Count the lines in the items below that contain the string "green", treating uppercase and lowercase letters as different, and reply with only that number.

*THE DATA:*
begin

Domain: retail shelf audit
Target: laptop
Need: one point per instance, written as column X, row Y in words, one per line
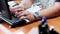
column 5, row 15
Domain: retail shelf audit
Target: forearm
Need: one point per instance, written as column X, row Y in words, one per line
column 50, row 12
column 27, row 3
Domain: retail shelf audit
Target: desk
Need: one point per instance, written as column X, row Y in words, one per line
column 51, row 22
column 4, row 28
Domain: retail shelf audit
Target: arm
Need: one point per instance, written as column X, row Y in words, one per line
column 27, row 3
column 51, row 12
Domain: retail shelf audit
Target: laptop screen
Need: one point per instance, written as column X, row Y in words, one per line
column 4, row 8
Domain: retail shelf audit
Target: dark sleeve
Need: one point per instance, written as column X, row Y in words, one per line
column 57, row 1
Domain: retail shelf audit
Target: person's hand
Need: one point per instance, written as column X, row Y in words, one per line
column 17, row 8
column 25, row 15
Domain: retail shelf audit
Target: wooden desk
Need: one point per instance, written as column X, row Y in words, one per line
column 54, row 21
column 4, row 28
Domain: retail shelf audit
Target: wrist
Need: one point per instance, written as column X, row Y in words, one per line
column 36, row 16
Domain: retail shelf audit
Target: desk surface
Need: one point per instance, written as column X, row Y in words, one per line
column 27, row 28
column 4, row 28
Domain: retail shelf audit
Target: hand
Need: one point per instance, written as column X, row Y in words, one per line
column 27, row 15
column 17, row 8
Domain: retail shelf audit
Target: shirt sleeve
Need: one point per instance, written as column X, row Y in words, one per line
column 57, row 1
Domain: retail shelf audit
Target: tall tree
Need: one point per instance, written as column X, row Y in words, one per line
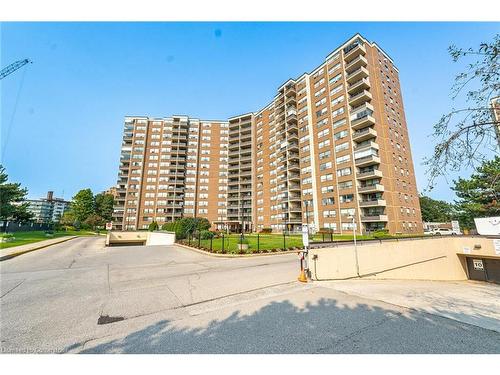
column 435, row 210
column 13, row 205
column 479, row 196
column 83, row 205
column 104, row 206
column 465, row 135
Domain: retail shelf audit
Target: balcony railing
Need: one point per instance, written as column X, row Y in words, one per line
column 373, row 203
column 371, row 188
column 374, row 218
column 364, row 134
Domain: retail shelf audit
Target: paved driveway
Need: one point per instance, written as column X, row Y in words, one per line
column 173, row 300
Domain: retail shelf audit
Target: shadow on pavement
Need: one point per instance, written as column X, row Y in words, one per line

end
begin

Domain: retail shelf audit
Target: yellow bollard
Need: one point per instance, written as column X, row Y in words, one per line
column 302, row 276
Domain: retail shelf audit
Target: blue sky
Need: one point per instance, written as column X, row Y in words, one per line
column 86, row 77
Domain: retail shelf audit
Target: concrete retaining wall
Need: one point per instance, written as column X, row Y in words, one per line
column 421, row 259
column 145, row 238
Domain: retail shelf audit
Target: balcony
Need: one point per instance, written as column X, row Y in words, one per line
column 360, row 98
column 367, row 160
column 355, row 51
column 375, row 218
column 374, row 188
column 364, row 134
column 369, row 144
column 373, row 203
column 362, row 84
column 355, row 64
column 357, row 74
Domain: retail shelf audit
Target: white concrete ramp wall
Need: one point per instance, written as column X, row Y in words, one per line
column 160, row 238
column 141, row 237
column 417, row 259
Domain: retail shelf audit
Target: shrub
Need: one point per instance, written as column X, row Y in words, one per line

end
begin

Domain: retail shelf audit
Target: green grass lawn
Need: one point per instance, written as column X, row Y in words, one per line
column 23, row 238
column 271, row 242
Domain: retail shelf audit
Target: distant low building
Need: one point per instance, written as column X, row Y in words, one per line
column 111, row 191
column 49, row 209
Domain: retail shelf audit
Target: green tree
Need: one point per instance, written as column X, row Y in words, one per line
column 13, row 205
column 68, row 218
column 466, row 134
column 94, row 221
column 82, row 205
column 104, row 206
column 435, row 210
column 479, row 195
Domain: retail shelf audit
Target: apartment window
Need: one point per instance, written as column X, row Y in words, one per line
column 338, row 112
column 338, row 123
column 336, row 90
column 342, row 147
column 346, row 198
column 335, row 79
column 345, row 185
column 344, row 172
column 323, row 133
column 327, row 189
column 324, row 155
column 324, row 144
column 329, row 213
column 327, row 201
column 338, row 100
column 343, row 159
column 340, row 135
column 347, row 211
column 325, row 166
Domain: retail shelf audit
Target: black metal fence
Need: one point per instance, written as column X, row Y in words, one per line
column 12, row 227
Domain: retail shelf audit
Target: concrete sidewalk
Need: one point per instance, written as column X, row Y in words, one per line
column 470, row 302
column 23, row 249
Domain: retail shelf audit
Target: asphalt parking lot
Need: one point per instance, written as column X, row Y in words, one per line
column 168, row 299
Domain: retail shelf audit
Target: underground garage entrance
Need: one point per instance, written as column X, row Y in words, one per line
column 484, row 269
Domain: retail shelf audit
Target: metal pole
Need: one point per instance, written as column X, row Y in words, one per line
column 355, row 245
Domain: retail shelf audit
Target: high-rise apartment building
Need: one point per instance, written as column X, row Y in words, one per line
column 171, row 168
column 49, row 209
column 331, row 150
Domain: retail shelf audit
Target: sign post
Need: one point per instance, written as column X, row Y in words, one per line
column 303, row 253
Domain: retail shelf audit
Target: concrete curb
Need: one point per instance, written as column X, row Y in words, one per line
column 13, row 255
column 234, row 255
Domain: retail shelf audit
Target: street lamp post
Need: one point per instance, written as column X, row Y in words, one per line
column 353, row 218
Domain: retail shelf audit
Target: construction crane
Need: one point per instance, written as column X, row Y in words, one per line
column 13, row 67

end

*EXPECTED ANSWER:*
2